Provided material:
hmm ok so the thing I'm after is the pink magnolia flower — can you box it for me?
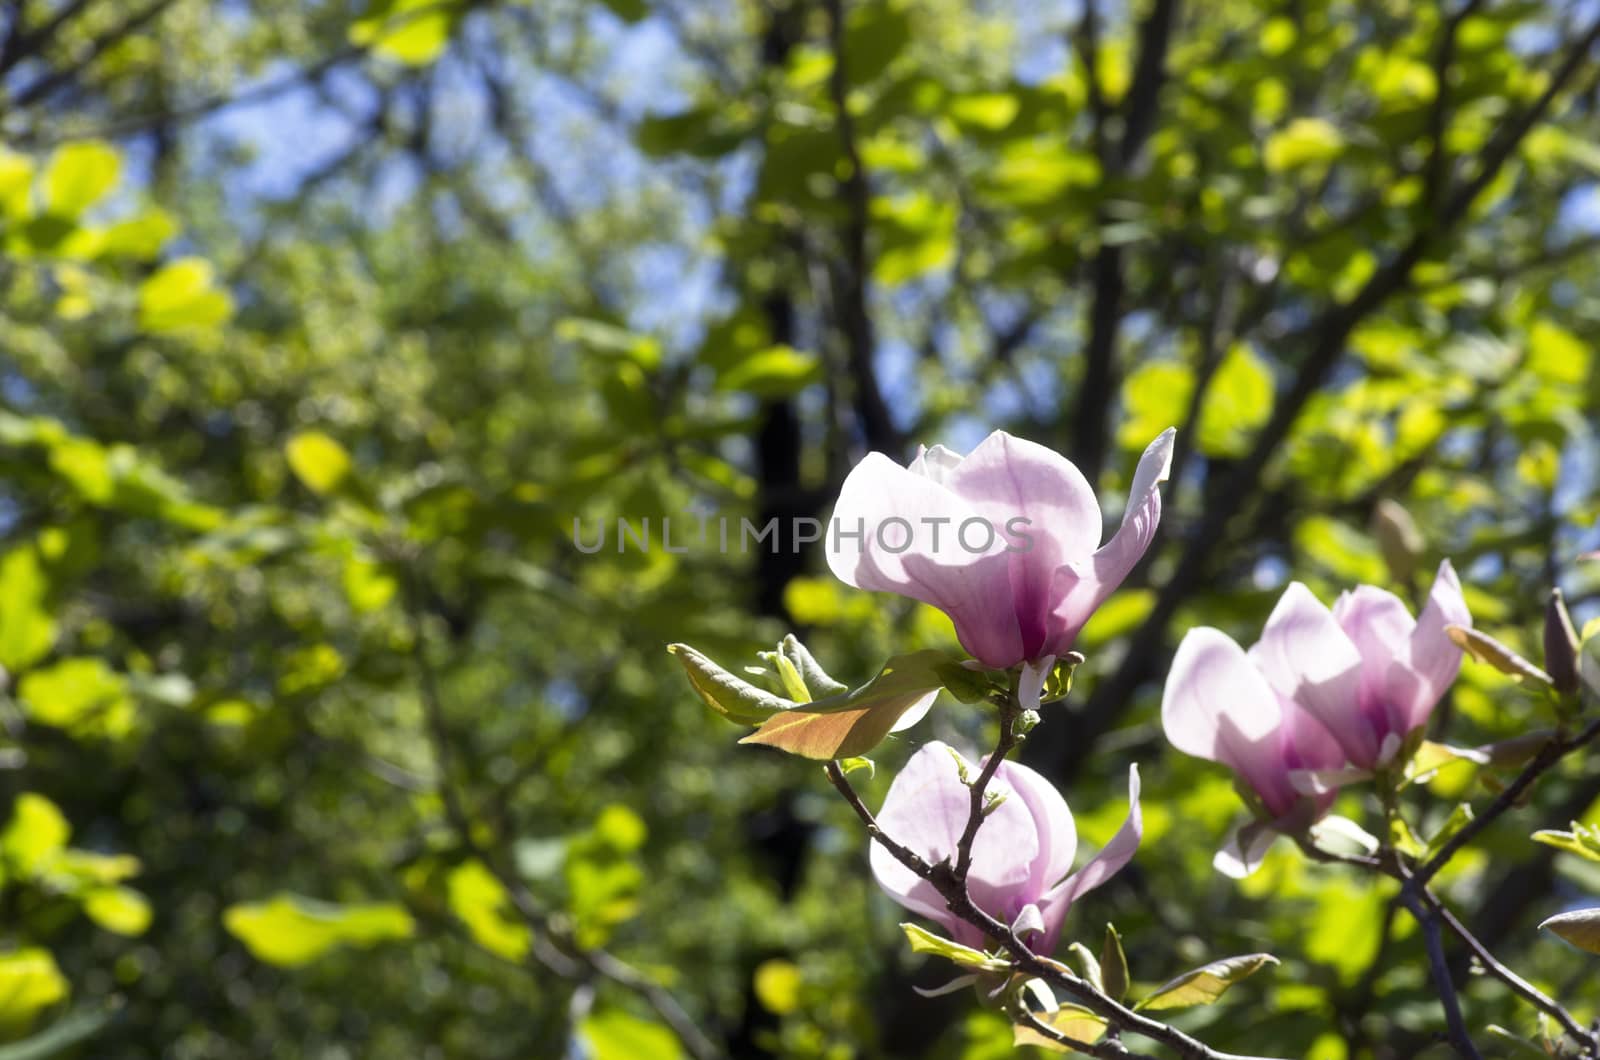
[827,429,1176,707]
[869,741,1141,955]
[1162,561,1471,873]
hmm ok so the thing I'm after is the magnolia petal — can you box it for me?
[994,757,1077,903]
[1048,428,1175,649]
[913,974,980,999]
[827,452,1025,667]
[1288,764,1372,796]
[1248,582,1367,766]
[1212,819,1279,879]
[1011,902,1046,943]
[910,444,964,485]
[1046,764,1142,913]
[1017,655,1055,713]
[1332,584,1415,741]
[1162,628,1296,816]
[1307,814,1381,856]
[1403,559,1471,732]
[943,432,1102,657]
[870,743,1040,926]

Exercise instructions:
Before copying, set the pictures aside; then reproduce each entry above exactly.

Task answer:
hmm ok so the thing I'm after is the pink magnolia flower — can you box it for me?
[827,429,1176,707]
[869,741,1141,955]
[1162,561,1471,873]
hmm ok so the thing I'm after is the magnolia petal — can you box it for me?
[994,757,1077,903]
[1048,428,1175,649]
[913,974,980,999]
[827,452,1025,667]
[1288,764,1372,796]
[1248,582,1367,766]
[1212,819,1279,879]
[1011,902,1046,943]
[910,444,964,485]
[1046,764,1142,913]
[1017,655,1055,713]
[1332,584,1415,741]
[1162,628,1296,816]
[1307,814,1381,856]
[1403,559,1471,732]
[943,432,1102,657]
[870,743,1040,926]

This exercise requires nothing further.